» **WHAT TO DO**
Transcribe the entries that come next exactly, but not the pictures they contain.

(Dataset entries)
================================
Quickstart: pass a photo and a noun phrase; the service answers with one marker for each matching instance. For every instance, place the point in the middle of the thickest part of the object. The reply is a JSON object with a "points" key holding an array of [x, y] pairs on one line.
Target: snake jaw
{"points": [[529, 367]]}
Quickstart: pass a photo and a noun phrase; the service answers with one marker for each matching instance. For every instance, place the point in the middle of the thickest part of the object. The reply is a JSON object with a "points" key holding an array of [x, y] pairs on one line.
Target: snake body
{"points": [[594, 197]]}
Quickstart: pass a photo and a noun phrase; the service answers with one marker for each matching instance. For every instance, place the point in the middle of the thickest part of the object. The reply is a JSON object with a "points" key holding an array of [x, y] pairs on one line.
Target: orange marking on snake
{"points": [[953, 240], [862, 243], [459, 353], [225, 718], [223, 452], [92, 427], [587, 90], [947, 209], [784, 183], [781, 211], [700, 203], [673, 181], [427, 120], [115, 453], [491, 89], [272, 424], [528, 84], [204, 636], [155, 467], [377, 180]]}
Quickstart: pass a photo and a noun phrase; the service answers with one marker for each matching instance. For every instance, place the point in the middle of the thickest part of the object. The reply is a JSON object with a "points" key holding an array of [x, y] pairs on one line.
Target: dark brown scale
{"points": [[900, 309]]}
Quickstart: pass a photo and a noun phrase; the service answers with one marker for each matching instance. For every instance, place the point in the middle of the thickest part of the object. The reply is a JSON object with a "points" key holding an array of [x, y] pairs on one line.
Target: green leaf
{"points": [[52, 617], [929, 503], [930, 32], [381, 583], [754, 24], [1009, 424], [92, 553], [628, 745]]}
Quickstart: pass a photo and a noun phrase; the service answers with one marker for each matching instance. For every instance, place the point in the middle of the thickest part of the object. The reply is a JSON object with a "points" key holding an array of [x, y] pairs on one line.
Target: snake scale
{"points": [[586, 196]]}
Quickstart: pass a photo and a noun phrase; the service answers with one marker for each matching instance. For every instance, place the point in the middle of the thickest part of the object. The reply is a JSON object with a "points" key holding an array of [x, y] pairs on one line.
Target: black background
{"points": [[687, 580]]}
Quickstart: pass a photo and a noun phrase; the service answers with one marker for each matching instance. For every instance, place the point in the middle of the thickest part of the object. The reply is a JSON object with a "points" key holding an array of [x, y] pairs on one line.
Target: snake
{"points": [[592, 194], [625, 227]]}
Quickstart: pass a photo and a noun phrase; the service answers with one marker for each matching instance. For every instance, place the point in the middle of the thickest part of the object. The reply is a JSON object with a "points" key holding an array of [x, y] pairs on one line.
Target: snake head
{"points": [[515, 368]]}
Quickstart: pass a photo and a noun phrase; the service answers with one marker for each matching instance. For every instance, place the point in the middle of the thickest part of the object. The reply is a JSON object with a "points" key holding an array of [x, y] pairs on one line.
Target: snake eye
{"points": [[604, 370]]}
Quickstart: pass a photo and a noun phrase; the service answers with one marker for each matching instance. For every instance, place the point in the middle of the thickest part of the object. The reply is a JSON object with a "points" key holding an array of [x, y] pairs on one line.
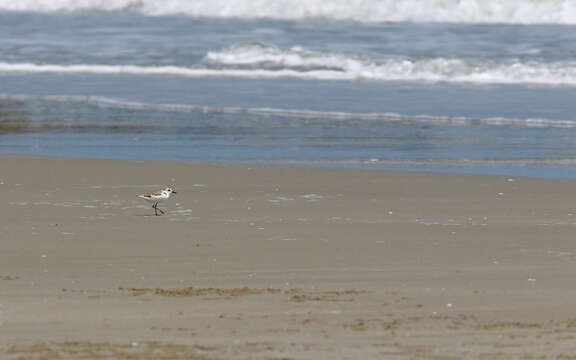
================================
» **REPLY TO THE TASK**
Quickstart: pass a photo and a noun phrase; the service answers with one marker for each matching instance. For every instance, place the point in the middle of the thickest part of the object. The reply is a JSON object with a "points" key holding an array of [x, y] pairs on one line.
Target: snake jaw
{"points": [[529, 367]]}
Quickstart: pass a photo and a noun phrase; the service answers with one marker for each matching instance. For every instance, place the point in the middle of the thickest part of the object. The reply is a JSON object with a "points" key holding an array of [x, y] pairs on one line.
Target: snake body
{"points": [[594, 197]]}
Quickstart: pass a photo and a noun phrase; the service answers with one marker for each matching instance. For every instance, place the point in the middle of the thickest part of the object. The reply is a JSON object with a "points" key holding an array of [x, y] pairs on one line.
Target: orange marking on snake
{"points": [[953, 240], [862, 243], [459, 353], [225, 718], [223, 452], [92, 427], [587, 90], [947, 209], [784, 183], [781, 211], [700, 203], [673, 181], [427, 120], [115, 453], [491, 89], [272, 424], [528, 84], [204, 636], [155, 467], [377, 180]]}
Quickstart: pass a photo and a noun phrase; the service answers with one marker for each matching instance. For every instance, place the point in the middle of the thickest part of the object. The reply is a JSON object with a "points" key holding an array of [x, y] pairs on one line.
Target: dark brown scale
{"points": [[900, 309]]}
Quickstart: pass a photo and a noun phrase; the service answers with one marker for each matching instance. For every instance, place the point in the middle of the thickest part of the object. The reply is a JSON object with a "points" key holding an array of [x, y] pairs on one line.
Target: green leaf
{"points": [[52, 617], [929, 503], [930, 32], [381, 583], [754, 24], [1009, 424], [92, 553], [628, 745]]}
Quickstart: pass a photo and a noun phrase; the service answers with one marker for each matching instance. For every instance, place the point in the middle of the thickest part of the object. The reply is a JSON object with a "points" key holding an array of [x, y] pairs on one line.
Target: snake scale
{"points": [[586, 196]]}
Quickstart: pass a photo and a noun phrase; the service answers with one marker for each matching instance. For every instance, place the point in the middle of the thickest part of the object. The reply is a JSON object with a "points" key holding an array of [x, y] pairs on one line.
Target: black background
{"points": [[687, 580]]}
Quickstart: pass a photo and a noun phrase; the service answers with one marker for each matching instance. For every instance, place the point in the middle of the thickest part of the object. The reply is a JSON object with a "points" key holding an array of [x, y] pairs on one line.
Target: snake
{"points": [[592, 194], [625, 227]]}
Quickstart: pass a photo and a noun phrase; the service answers with one marker for each matching instance. For every instance, place the point in the middle of the thickest part of the object. The reply is a JSON object with a "points" key holding an array of [x, y] pairs on one line.
Target: snake head
{"points": [[515, 368]]}
Quickstart: pass a photo and a noun phrase; the service answers with one marker for each matching instance. For every instance, place the point in the middle of the thickest part of the object. The reply is a JSON object with a "points" key holding an array of [x, y] pairs on one line.
Target: snake eye
{"points": [[604, 370]]}
Quickstart: pass a photo and a noun phrase; the service answers with one marker for each matching instance. For every instance, place the point in the middle of the thickest part of the object. The reply is a JSON object with a "points" key holding an array of [x, y] pairs on one line.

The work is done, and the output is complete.